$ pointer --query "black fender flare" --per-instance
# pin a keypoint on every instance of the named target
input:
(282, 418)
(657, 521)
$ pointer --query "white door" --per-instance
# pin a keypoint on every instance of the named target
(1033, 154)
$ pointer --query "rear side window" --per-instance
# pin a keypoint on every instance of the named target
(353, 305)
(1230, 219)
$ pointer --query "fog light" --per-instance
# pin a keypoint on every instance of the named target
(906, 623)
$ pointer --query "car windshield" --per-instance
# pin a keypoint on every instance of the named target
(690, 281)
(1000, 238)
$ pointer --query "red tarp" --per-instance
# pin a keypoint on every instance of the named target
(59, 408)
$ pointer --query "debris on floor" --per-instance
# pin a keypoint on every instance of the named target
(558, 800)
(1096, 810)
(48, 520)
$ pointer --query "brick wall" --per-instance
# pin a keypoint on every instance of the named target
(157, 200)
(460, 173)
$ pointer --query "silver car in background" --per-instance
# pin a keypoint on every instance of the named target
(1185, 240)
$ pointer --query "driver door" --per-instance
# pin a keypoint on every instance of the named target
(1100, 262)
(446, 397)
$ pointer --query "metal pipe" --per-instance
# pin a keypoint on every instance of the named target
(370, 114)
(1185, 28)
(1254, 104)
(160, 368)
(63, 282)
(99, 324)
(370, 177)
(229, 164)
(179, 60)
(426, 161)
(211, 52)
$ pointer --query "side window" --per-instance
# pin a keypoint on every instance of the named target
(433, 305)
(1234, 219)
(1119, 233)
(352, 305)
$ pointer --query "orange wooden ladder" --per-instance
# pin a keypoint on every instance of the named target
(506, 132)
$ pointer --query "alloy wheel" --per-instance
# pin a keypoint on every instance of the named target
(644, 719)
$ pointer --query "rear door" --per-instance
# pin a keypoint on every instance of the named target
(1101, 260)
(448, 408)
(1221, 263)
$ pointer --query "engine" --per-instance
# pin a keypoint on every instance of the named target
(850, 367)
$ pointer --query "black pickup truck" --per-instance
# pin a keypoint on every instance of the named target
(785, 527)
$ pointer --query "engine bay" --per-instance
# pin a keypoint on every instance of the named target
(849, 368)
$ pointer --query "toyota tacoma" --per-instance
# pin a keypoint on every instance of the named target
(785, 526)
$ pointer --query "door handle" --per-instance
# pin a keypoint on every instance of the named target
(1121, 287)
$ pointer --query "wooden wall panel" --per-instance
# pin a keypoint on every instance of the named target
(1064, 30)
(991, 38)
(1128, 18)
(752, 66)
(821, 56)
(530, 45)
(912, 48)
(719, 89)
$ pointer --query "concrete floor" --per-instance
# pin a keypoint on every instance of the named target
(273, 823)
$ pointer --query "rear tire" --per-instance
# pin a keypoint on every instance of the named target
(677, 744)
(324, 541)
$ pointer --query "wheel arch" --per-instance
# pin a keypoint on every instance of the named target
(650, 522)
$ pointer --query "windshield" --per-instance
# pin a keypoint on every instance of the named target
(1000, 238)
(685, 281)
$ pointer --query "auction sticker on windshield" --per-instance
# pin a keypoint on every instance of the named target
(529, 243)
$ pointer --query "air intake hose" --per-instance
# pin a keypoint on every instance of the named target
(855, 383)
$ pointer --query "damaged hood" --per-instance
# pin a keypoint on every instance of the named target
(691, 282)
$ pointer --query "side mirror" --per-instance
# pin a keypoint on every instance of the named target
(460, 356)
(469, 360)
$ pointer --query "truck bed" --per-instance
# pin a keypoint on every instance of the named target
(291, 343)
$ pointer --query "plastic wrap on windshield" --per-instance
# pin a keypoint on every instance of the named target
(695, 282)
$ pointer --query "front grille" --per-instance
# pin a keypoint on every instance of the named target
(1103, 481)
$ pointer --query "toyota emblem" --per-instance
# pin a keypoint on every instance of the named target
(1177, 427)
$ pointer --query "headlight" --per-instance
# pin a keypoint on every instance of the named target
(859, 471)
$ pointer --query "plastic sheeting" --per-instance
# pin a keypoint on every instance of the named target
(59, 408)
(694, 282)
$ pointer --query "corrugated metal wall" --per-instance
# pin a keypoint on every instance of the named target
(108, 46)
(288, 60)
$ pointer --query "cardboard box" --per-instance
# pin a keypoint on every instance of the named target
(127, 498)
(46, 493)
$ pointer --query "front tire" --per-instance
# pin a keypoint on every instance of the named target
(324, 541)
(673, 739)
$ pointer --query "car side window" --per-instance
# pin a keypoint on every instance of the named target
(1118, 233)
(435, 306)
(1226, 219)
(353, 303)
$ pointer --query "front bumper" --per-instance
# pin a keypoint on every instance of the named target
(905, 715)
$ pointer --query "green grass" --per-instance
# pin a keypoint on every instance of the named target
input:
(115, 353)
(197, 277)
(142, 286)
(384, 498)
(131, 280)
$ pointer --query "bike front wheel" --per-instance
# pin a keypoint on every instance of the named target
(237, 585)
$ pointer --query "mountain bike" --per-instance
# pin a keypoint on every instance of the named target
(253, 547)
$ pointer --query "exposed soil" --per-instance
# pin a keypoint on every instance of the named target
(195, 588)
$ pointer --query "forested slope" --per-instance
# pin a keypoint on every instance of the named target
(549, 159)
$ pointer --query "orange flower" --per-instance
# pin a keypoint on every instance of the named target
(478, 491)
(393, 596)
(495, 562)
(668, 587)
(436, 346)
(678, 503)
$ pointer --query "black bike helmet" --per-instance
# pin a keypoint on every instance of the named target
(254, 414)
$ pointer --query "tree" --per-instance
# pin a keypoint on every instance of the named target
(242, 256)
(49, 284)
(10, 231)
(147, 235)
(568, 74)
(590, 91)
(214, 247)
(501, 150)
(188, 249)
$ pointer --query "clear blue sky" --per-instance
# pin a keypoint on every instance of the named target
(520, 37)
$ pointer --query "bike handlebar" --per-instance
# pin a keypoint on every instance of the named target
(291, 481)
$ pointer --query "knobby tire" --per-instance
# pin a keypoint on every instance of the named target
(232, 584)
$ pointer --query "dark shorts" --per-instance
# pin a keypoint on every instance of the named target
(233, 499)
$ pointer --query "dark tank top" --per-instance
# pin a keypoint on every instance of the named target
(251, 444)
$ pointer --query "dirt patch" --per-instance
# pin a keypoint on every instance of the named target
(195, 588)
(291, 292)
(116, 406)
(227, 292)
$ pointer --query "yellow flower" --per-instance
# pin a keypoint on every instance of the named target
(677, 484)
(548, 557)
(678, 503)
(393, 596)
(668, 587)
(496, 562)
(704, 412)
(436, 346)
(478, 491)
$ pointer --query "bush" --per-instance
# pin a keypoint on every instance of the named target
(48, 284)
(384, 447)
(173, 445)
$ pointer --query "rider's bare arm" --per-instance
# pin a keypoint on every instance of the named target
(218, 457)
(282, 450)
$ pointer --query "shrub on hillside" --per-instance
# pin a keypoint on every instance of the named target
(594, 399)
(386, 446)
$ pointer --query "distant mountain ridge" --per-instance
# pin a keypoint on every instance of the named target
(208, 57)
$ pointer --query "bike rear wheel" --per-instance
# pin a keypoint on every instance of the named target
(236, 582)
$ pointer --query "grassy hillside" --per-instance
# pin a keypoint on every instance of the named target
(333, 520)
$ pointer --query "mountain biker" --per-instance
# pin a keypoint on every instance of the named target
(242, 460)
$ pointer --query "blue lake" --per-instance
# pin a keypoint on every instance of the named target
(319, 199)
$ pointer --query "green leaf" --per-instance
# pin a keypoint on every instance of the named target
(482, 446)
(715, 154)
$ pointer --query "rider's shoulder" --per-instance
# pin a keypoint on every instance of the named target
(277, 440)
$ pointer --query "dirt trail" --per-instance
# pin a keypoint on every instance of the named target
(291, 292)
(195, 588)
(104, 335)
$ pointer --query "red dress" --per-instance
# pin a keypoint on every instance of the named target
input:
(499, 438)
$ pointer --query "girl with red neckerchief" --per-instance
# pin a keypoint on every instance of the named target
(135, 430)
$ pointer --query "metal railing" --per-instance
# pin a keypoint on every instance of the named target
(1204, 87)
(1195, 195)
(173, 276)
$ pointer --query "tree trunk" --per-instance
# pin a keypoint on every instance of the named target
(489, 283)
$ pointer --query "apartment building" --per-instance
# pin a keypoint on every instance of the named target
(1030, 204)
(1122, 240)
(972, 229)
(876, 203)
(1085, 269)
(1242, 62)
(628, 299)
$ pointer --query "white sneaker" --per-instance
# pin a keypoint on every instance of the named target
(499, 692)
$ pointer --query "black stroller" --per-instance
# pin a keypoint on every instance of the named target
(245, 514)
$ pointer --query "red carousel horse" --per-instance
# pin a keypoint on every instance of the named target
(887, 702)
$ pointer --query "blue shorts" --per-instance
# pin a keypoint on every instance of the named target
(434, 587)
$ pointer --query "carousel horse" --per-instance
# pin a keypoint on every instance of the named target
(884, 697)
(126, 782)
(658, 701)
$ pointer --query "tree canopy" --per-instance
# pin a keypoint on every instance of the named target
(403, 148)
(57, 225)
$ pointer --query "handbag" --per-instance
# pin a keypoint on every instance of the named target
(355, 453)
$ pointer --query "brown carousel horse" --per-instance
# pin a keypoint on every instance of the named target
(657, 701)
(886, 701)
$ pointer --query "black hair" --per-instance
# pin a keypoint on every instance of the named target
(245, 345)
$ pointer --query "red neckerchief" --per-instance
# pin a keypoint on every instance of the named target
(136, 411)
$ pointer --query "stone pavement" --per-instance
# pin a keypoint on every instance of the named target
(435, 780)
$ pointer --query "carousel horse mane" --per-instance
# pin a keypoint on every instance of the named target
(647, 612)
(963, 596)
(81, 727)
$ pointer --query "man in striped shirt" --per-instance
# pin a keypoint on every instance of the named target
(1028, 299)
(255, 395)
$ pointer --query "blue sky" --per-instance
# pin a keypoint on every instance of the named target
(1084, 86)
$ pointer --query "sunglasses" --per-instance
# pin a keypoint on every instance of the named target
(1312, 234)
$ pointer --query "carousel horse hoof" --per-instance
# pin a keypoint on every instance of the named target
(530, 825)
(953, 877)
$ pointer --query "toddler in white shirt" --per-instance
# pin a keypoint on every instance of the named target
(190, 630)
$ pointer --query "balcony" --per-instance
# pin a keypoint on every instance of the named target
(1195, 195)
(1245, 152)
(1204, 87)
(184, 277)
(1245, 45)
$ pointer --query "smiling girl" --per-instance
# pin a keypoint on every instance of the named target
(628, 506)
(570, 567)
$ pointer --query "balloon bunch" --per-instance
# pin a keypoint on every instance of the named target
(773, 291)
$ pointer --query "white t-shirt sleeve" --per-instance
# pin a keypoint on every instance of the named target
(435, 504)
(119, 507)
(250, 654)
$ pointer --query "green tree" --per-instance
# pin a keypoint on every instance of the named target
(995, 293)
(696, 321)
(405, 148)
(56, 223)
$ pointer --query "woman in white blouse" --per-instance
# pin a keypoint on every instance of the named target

————————

DESCRIPTION OF THE TASK:
Pull out every line of the listing that contains the string "rider", treating uppercase and lowercase as different.

EXPECTED ANSWER:
$ pointer --query "rider's bare arm" --per-instance
$ pointer --query "rider's shoulder" --per-instance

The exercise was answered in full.